*EXERCISE TASK:*
Please reproduce the records below word for word, starting at the line that contains "Task: For every instance of the parked" and continuing to the final line of the records.

>> BEGIN INPUT ROWS

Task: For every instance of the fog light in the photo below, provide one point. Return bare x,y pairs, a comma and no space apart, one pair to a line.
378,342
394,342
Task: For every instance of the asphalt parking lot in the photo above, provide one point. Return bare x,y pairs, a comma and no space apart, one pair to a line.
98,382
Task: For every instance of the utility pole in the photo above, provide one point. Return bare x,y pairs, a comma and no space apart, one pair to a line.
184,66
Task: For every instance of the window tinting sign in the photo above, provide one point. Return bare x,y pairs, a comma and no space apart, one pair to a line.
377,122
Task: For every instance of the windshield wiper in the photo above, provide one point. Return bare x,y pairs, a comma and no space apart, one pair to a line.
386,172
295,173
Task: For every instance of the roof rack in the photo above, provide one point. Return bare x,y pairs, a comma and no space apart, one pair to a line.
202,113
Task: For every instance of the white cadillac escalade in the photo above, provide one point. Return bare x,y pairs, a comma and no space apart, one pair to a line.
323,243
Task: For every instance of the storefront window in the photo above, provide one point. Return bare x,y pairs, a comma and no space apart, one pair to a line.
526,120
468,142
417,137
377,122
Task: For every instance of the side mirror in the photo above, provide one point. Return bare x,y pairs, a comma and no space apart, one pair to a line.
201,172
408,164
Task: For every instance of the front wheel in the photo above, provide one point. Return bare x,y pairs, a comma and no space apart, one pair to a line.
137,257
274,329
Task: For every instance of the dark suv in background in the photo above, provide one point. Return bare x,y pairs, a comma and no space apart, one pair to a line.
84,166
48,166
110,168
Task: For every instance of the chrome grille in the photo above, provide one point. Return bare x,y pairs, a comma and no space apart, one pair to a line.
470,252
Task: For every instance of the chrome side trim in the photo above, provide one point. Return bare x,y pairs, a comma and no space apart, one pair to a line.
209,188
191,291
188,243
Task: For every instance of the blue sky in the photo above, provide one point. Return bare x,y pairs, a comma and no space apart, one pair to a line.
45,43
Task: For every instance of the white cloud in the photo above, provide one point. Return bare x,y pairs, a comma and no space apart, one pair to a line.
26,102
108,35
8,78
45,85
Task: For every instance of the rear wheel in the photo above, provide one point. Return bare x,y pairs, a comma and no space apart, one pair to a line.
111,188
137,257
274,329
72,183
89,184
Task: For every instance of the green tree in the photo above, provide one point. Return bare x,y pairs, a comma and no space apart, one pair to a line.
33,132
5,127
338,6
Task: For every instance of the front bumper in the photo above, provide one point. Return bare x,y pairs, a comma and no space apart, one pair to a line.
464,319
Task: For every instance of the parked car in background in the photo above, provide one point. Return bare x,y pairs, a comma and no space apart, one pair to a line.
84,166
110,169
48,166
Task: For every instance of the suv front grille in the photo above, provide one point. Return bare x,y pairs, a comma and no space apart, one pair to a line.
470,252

>> END INPUT ROWS

*WRITTEN SOLUTION:*
Task: For every instance of the parked car in background in the photo above, provide one point. Return bare x,y pairs, a comma and no space apart, one pair to a line.
84,166
110,169
48,166
Task: For every instance of the suv front grille in the photo above, provide one point. Return bare x,y pairs, a comma and no space apart, one pair to a line.
470,252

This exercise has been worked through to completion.